--- Recorded information ---

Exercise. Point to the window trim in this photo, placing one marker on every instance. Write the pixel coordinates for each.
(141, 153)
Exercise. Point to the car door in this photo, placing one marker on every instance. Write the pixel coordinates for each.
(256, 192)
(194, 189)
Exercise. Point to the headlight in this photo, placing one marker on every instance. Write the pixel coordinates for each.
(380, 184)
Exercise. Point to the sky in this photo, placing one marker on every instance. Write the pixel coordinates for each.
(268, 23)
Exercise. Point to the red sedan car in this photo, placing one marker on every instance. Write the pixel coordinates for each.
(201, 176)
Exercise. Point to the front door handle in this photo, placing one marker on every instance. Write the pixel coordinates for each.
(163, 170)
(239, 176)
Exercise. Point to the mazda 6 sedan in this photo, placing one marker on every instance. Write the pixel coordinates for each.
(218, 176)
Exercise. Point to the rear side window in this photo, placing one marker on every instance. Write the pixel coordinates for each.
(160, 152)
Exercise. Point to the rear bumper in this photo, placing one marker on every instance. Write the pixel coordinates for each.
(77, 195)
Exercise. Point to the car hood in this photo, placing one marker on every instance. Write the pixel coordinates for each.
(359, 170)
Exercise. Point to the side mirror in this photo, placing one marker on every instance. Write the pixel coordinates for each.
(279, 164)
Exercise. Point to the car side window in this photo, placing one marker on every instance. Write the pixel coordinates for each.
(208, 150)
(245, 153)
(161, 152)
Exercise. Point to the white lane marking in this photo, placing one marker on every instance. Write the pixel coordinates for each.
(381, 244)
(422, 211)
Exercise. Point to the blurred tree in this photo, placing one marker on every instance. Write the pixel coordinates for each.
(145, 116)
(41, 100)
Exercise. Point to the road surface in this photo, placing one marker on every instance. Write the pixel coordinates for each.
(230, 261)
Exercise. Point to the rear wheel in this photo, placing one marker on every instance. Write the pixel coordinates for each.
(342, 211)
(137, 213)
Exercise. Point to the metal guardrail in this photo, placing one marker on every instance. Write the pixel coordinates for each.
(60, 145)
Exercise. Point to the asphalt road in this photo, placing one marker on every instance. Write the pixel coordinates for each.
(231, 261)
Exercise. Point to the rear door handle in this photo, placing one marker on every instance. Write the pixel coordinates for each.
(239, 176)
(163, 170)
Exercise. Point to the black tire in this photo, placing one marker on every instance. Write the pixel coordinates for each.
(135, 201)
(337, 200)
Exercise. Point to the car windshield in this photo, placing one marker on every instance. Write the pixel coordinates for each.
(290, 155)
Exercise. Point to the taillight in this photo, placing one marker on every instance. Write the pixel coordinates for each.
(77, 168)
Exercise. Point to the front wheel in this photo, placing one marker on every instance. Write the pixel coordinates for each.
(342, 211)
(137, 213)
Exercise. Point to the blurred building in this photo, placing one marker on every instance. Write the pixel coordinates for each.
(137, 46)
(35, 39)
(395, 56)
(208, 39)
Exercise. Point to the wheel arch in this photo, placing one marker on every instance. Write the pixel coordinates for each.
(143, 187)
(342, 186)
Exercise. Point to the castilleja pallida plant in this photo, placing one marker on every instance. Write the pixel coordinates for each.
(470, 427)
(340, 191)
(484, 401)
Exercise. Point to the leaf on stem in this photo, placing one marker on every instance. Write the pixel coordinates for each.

---

* Directive *
Return each line of the data exactly as written above.

* Exercise solution *
Exercise. Point to the window trim in this photo, placing one marker on every instance. Write the pixel coordinates for each.
(141, 153)
Exercise. Point to the car door in this photo, placing one marker on every instance. Write the pixel coordinates for each.
(256, 192)
(194, 189)
Exercise. Point to the headlight in this photo, placing one marker on every instance. Write the pixel coordinates for each.
(380, 184)
Exercise. Point to the sky in this photo, placing one marker on every instance. Write the pixel coordinates for each.
(268, 23)
Exercise. Point to the red sedan car in this photo, placing one marker on every instance. Write the pixel coordinates for each.
(201, 176)
Exercise. Point to the front door handle in this photo, placing one marker on every instance. Write the pixel coordinates for each.
(163, 170)
(239, 176)
Exercise. Point to the mazda 6 sedan in this photo, placing one marker on every instance. Write the pixel coordinates for each.
(218, 176)
Exercise. Point to the rear side window in this photo, placing one marker on every instance. Write the pixel coordinates for each.
(160, 152)
Exercise. Point to the rear bumper in this photo, placing one marker on every instance. Write the pixel coordinates for each.
(77, 195)
Exercise. Point to the car hood in this photo, placing one marker on every instance. Write the pixel coordinates for each.
(359, 170)
Exercise. Point to the side mirror in this photo, placing one marker on every instance. Write the pixel coordinates for each.
(279, 164)
Exercise. Point to the car side window in this photo, placing one marker on every instance. Write the pixel coordinates for each.
(208, 150)
(245, 153)
(161, 152)
Exercise. Point to the white lane marking in this photo, placing one marker on every instance. Write the pixel coordinates for each.
(381, 244)
(422, 211)
Exercise. Point to the blurred tree in this photo, placing one marker on every instance. Write the pixel coordinates for each.
(145, 116)
(41, 100)
Exercise. Point to the road surface in this photo, placing one marker on every instance. Write the pixel coordinates for each.
(230, 261)
Exercise. Point to the rear wheel in this photo, placing one marker on every instance. Write the pixel coordinates for each.
(342, 211)
(137, 213)
Exercise. Point to the metal guardrail in this photo, placing one marker on every instance. Write the pixel coordinates for each.
(60, 145)
Exercise. Point to the asphalt road in this photo, placing one marker on every instance. Write the pixel coordinates for each.
(231, 261)
Exercise. Point to the rear door handle in this photo, placing one marker on every instance. Write the pixel coordinates for each.
(239, 176)
(163, 170)
Exercise. Point to the black tire in this photo, placing one marker on every instance. Write the pixel coordinates for each.
(135, 201)
(337, 200)
Exercise. Point to the car windshield in this photo, placing one marker on every instance. Write the pixel coordinates for each.
(290, 155)
Exercise. Point to the taillight in this photo, placing one marker on every instance. Write the pixel coordinates for each.
(77, 168)
Exercise. Point to the front wheel in this photo, placing one marker on every instance. Write the pixel coordinates for each.
(342, 211)
(137, 213)
Exercise. Point to the blurred building in this photo, placing one marker on every instance. Write the pixel coordinates for each.
(137, 46)
(35, 39)
(395, 56)
(208, 39)
Exercise. Point to the wheel arch in this photo, placing one marker on every instance. Write the pixel coordinates for each.
(143, 187)
(342, 186)
Exercise. Point to the castilleja pallida plant in this photo, placing one marker on every instance. Write the pixel coordinates for each.
(470, 427)
(340, 191)
(484, 401)
Exercise. Point to the leaf on stem in this photo, placing one marker on every instance. Write the pixel coordinates for each.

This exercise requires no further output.